Il a carrément l'impression de devoir en faire beaucoup plus pour obtenir enfin sa chance au même titre que les autres. Le «maudit français» s'applique résolument à la tache et se met en tête d'obtenir le poste de 1er gardien de but dans chacune des équipes qui retiennent ses services.

Des heures de travail supplémentaires, des cours privés avec des instructeurs qualifiés et une discipline de travail à toute épreuve vont faire de Robin l'excellent gardien de but qu'il est devenu aujourd'hui. Et comme le hasard fait souvent bien les choses, aujourd'hui encore les 2 copains de jadis (Xavier et Robin) jouent pour la même équipe, puisque Xavier est revenu au pays 2 ans après l'arrivée de Robin et qu'ils se sont retrouvés ensembles, d'abord au hockey-mineur de Terrebonne, puis dans l'organisation des Conquérants et enfin aujourd'hui avec les Draveurs midget AAA du Collège Esther-Blondin.

Dans cette équipe des Draveurs qu'il affectionne beaucoup, Robin retrouvera d'ailleurs plusieurs coéquipiers qui comme lui ont joué dans l'organisation des Conquérants, qu'il suffise de nommer Martin Lefebvre, Mathieu Guertin, Philippe Maillet et Anthony Mager-Dugas. Tous d'anciens copains atome, pee-wee ou bantam.

De ces années d'apprentissage un nom retiendra l'attention de Robin, soit celui de Michel Vallières, entraîneur de gardiens de but. Robin n'avait que 11 ans quand il a fait sa connaissance, et encore aujourd'hui il a en mémoire les judicieux conseils enseignés lors des séances privées que sa mère lui offrait, pour faire de son fiston un meilleur gardien et un meilleur homme.
★ ★ ★
CONSIGNES —
A – Répondez brièvement à ces questions sur le texte consacré au gardien de but Robin :
(i) Pour quelle équipe Xavier et Robin jouent-ils aujourd'hui ?
(ii) Combien de temps après l'arrivée de Robin Xavier est-il revenu au pays ?
(iii) Quel âge avait Robin quand il a connu Michel Vallières ?
B – Citez fidèlement, dans le texte consacré au gardien de but Robin, tout le passage qui va de « Dans cette équipe » jusqu'à « pee-wee ou bantam. ».
Les items n'interviennent pas ici.
★ ★ ★
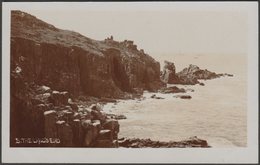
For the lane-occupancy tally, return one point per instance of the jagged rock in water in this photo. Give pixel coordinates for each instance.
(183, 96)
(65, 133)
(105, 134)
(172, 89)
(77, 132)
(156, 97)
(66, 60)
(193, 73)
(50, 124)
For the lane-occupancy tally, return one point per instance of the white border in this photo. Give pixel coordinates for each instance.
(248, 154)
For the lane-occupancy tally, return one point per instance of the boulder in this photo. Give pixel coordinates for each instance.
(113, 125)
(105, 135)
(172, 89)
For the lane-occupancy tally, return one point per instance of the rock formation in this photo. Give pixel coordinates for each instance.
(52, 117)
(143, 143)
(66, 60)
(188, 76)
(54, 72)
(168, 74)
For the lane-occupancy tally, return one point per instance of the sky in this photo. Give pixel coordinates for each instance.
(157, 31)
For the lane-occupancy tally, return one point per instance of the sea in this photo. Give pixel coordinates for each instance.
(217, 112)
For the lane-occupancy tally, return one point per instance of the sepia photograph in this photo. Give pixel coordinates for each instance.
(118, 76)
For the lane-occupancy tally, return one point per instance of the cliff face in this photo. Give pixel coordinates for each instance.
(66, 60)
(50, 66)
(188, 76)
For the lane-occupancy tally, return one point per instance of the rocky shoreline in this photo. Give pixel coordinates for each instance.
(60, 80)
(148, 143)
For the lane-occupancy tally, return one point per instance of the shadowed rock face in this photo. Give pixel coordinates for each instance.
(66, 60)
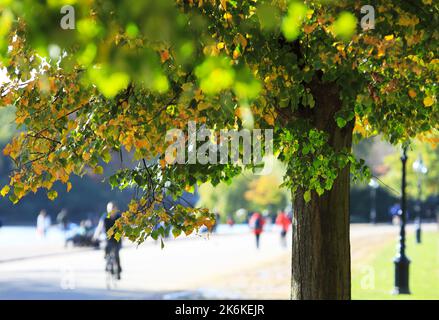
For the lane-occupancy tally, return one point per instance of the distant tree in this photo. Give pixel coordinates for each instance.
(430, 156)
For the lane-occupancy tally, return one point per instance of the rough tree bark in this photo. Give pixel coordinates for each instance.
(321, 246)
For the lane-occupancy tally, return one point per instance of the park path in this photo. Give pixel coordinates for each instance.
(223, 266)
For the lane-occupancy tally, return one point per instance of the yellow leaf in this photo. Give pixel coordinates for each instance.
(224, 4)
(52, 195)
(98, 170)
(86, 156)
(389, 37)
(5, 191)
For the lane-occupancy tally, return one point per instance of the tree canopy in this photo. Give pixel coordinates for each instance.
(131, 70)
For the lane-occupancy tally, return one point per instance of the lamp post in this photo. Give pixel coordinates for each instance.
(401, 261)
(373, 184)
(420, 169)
★ ★ ★
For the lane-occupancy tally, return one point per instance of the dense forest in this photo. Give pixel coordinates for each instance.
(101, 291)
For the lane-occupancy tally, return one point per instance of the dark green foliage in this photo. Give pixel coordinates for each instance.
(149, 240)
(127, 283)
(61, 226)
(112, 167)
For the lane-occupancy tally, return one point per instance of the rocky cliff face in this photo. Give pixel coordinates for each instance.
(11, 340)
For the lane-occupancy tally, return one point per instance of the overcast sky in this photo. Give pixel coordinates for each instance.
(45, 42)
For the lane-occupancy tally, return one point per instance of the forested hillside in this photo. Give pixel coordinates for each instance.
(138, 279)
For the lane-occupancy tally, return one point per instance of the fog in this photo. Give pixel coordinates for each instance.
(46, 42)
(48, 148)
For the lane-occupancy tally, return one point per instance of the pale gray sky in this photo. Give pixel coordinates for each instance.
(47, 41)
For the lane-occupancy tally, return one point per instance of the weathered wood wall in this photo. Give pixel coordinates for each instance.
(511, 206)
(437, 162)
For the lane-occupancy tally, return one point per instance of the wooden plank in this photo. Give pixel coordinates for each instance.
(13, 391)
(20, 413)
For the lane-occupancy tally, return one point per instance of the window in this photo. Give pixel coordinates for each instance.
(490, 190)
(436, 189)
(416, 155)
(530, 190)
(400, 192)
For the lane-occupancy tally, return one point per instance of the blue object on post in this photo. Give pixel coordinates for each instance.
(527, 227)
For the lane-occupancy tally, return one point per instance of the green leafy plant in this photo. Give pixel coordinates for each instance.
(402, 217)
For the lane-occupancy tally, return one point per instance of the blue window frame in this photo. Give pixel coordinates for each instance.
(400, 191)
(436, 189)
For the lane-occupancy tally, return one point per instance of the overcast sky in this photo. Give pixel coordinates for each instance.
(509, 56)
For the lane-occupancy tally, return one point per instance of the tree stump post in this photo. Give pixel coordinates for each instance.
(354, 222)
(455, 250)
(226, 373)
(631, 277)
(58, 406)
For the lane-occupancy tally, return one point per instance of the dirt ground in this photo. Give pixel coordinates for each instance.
★ ★ ★
CORRIGÉ —
A –
(i) Les Draveurs midget AAA du Collège Esther-Blondin.
(ii) 2 ans.
(iii) 11 ans.

B –
Dans cette équipe des Draveurs qu'il affectionne beaucoup, Robin retrouvera d'ailleurs plusieurs coéquipiers qui comme lui ont joué dans l'organisation des Conquérants, qu'il suffise de nommer Martin Lefebvre, Mathieu Guertin, Philippe Maillet et Anthony Mager-Dugas. Tous d'anciens copains atome, pee-wee ou bantam.